[[ Task material open ]]

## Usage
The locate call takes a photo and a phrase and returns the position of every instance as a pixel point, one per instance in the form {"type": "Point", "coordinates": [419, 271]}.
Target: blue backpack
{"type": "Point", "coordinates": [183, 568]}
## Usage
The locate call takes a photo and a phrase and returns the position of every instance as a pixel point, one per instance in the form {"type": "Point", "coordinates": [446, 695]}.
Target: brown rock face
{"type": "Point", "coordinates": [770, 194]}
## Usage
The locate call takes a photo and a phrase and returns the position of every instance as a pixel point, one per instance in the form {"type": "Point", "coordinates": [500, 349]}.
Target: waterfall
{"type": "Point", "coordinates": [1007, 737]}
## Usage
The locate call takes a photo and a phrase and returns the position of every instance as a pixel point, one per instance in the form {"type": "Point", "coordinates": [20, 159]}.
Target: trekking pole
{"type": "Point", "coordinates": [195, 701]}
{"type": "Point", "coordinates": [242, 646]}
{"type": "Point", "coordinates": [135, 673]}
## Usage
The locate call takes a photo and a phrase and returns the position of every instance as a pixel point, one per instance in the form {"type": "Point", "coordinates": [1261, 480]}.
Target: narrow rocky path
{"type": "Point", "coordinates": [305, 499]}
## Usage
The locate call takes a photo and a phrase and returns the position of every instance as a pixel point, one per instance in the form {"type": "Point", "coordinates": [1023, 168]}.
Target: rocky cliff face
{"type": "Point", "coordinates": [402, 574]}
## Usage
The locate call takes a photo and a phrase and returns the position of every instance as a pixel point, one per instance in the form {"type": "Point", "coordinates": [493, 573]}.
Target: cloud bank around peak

[[ Task material closed ]]

=== Exercise requirements ===
What is the number of lines in the records that hold the word "every"? Answer with that number by itself.

=== Problem solution ===
7